▶ [Consignes]:
• a. Selon le texte sur Eric Tabarly et ses Pen Duick, en quelle année Guy Tabarly achète-t-il le voilier qu'il rebaptise Pen Duick ?
• b. Résumez en trois phrases le texte sur Eric Tabarly et ses Pen Duick.
• c. Continuez le texte sur Eric Tabarly et ses Pen Duick à partir de sa dernière ligne.

──────── Extrait à lire ────────

ERIC ET SES PEN DUICK

« 64 : Tabarly gagne la Transat. La France ne sait pas ce qu'est la voile. On a un homme exemplaire. L'Homme de mer est exemplaire, il y en a un tous les siècles comme ça. Eric n'a jamais été inférieur à son destin. C'était mon Maître. Il était créatif, ingénieux. Dans le yatching, c'est très net. Il y a un avant et un après Tabarly. »

Olivier de Kersauson

Eric Tabraly

Pen Duick

Pen Duick II

Pen Duick III

Pen Duick IV

Pen Duick V

Pen Duick VI

Né en 1931 à Nantes, Eric Tabarly découvre la voile à l'âge de trois ans à bord d'Annie, le voilier familial et se passionne très tôt pour la course au large. En 1952, il s'engage dans la Marine nationale comme pilote dans l'aéronautique navale et est admis, en 1958, à l'Ecole des Elèves Officiers de Marine (EOM).

Pen Duick : un voilier sans numéro.

En 1938 son père Guy Tabarly, achète un ancien voilier construit en 1898 et dessiné par l'architecte naval William Fife, concepteur de nombrux voiliers pour la Coupe de l'America, qu'il rebaptise Pen Duick. Laissé à l'abandon depuis 1947 et dans un piteux état, il décide de le revendre en 1952, mais devant l'intérêt manifesté par son fils il lui laisse le bateau. 

Eric Tabarly commence à le remettre en état en 1956. Son état, considéré comme irréparable, oblige son nouveau propriétaire à utiliser la coque comme moule pour en construire une nouvelle en polyester. Il y consacre toutes ses maigres économies et dès 1959, Pen Duick navigue à nouveau et est engagé dans les courses anglaises du RORC entre 1960 et 1962 puis Eric Tabarly envisage de participer à la course transatlantique en solitaire (OSTAR) de 1964. A sa demande, il est mis en détachement spécial par la Marine nationnale, ce qui lui permet de naviguer librement tout en restant officier d'active. Aujourd'hui, toujours aussi rayonnant, Pen Duick continue de naviguer, souvent au large de l'Odet, ou participe à des réunions de vieux gréements comme "les Voiles de Saint Tropez".

Pen Duick II : le voilier de la médiatisation.

──────── Données fournies ────────

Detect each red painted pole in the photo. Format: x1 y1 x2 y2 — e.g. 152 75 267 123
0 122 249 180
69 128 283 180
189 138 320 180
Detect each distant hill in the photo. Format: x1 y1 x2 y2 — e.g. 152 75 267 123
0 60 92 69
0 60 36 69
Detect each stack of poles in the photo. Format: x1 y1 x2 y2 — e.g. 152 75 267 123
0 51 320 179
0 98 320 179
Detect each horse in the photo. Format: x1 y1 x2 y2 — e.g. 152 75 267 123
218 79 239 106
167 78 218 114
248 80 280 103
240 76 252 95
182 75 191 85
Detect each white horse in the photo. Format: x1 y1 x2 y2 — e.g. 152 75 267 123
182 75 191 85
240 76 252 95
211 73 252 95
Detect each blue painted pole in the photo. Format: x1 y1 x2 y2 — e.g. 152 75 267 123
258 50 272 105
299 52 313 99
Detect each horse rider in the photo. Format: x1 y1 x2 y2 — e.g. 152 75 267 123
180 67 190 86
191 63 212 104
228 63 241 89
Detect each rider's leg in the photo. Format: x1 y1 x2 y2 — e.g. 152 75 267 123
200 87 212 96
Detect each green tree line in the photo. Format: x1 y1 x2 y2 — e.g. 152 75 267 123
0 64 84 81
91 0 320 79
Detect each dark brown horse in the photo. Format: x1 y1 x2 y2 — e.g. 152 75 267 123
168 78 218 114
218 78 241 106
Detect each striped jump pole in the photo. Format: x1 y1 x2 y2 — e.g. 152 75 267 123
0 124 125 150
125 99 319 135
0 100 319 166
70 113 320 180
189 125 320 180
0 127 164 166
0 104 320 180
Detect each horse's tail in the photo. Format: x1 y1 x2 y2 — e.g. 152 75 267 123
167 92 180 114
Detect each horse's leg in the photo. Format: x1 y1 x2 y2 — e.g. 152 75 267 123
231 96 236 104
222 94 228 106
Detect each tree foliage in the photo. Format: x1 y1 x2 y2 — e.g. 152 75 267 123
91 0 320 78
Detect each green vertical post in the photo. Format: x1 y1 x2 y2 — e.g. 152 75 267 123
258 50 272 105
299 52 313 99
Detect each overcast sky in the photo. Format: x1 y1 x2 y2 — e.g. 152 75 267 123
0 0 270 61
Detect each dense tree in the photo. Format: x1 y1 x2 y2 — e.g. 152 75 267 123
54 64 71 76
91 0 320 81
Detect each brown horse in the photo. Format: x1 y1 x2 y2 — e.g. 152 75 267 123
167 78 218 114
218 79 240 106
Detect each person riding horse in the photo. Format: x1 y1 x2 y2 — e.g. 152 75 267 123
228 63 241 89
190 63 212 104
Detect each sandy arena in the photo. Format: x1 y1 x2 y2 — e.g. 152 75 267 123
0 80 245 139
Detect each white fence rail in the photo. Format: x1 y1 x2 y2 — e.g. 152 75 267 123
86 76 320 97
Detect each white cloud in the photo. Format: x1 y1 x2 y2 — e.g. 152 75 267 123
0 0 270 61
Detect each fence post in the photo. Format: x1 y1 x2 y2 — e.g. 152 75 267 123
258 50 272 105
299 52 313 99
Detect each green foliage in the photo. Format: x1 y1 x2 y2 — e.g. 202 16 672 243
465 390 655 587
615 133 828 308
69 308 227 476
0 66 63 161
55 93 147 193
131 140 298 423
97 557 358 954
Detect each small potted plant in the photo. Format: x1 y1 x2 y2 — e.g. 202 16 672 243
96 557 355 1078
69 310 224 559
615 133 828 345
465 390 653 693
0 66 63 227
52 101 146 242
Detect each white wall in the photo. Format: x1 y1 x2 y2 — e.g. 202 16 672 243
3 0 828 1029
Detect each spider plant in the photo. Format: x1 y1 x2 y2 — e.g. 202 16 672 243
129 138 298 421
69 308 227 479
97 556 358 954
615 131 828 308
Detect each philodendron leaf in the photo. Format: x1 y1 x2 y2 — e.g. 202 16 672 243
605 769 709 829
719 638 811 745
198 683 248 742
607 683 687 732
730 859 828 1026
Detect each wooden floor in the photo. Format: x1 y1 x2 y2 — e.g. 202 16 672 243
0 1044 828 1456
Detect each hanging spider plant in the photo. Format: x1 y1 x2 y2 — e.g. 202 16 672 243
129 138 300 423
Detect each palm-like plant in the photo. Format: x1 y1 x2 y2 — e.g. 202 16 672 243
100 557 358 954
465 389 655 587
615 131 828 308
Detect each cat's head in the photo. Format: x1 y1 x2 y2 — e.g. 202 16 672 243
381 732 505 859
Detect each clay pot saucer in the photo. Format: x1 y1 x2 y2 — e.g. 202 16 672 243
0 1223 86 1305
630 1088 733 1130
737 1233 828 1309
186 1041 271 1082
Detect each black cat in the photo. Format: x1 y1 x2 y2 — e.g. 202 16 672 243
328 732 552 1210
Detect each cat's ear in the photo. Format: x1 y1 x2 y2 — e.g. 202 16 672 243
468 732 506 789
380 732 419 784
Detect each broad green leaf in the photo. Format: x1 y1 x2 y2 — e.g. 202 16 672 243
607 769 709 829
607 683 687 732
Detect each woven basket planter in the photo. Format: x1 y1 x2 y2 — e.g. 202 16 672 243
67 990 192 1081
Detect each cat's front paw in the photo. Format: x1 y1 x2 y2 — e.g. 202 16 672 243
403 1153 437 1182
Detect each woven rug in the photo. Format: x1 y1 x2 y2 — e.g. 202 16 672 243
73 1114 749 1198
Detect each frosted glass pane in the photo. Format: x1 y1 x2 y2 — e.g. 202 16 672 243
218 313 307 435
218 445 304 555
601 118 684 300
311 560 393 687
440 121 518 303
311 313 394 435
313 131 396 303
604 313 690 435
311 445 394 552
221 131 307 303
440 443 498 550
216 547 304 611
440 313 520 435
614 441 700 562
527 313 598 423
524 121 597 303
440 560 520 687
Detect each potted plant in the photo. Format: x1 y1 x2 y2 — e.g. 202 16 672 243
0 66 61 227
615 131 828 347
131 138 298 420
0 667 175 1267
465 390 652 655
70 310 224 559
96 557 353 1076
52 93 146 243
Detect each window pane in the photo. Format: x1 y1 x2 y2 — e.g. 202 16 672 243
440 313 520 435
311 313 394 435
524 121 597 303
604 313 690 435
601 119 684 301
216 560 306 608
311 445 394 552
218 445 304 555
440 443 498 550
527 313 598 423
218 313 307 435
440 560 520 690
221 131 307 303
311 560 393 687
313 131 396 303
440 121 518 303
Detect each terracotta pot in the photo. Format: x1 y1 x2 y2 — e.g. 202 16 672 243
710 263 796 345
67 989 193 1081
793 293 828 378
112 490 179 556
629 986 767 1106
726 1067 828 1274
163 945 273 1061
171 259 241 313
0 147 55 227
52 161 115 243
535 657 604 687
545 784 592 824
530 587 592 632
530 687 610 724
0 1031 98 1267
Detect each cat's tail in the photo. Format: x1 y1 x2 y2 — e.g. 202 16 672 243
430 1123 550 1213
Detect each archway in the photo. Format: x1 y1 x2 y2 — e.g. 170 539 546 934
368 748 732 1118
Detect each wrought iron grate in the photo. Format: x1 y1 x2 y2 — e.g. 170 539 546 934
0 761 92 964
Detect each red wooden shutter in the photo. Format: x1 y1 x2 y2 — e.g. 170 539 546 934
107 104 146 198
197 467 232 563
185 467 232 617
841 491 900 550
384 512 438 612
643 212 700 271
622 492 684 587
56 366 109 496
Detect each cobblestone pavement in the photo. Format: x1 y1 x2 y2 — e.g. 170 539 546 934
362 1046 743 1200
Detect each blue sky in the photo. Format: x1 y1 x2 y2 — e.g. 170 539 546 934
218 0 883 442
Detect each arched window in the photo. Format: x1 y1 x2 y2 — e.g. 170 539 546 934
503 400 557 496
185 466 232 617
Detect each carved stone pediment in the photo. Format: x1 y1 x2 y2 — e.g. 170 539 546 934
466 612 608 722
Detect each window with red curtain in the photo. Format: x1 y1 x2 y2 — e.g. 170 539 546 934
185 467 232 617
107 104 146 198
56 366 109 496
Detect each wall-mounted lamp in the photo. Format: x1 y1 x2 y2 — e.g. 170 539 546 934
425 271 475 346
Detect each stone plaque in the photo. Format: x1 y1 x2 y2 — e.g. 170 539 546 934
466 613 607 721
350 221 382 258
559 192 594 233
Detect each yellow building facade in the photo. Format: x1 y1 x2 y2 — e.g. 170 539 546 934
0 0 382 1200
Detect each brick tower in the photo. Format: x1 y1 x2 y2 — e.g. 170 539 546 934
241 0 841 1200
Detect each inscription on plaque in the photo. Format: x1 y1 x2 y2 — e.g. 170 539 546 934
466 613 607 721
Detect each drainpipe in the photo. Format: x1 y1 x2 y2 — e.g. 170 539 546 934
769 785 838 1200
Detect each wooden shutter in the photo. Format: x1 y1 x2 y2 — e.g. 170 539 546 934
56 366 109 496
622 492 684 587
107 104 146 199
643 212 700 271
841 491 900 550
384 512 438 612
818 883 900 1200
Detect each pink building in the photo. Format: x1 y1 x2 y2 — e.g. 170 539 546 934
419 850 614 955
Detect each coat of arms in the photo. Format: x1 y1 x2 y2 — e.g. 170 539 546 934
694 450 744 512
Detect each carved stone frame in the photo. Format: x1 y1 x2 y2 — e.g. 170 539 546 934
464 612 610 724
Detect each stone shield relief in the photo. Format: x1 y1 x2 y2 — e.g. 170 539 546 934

────────

▶ [Réponses rédigées]:
• a. En 1938.

• b. Né à Nantes en 1931, Eric Tabarly découvre la voile à trois ans et se passionne tôt pour la course au large, avant d'entrer dans la Marine nationale en 1952 puis à l'École des Élèves Officiers de Marine en 1958. Son père achète en 1938 un voilier de 1898 dessiné par William Fife, le rebaptise Pen Duick et finit par le laisser à son fils en 1952. Eric Tabarly le remet en état à partir de 1956 en se servant de l'ancienne coque comme moule pour une coque en polyester, le fait naviguer dès 1959, l'engage dans des courses puis prépare la transatlantique en solitaire de 1964, et le bateau navigue encore aujourd'hui.

• c.
Afin de mieux se préparer à son futur défi, Eric Tabarly s'entraine sur un voilier de 9,65 mètres prêté par les frères Constantini, architectes navals, et très rapidement il se rend compte qu'il peut naviguer en solitaire sur un voilier plus grand et plus rapide. Avec l'aide de ces deux frères architectes, il conçoit spécialement Pen Duick II, un ketch de 13,60 mètres. Inconnu des connaisseurs anglo-saxons et du public français, il remporte la course en franchissant la ligne d'arrivée le 18 juin 1964 devant Francis Chichester, vainqueur de la première édition. Cet exploit fait découvrir la course à la France et son skipper est nommé chevalier de la Légion d'honneur par le Général de Gaule.

Pen Duick III : la domination sur les 5 océans.

Eric Tabarly, après avoir revendu son bateau victorieux en 1966 à l'école de voile de Beg Rohu,où il fut longuement exposé avant d'être remit à neuf en 1993 pour continuer de le faire naviguer à l'Ecole Nationale de Voile, envisage de participer à toutes les courses du RORC. Pour pouvoir mener à bien ces projets, il fait construire un monocoque gréé en goélette (deux mats de taille égale) de 17, 45 mètres pour pouvoir embarquer un équipage. Ce type de gréement permettait d'exploiter une faille du règlement de jauge dans lequel la surface de voilure entre les deux mats était sous-estimé dans le calcul du rating ( formule de calcul censée permettre de comparer deux bateaux différents entre eux). Eric Tabarly ne s'était pas trompé : en 1967, il remporte les sept courses auquelles il participe dont les fameuses Fasnet et Sydney-Hobart.

En 1989, Jean François Coste prend part à son bord à la première édition du Vendée Globe Challenge. Aujourd'hui Pen Duick III navigue encore et reste le seul bateau français à avoir gagné la course Sydney-Hobart.

Pen Duick IV : un muliticoque visionnaire.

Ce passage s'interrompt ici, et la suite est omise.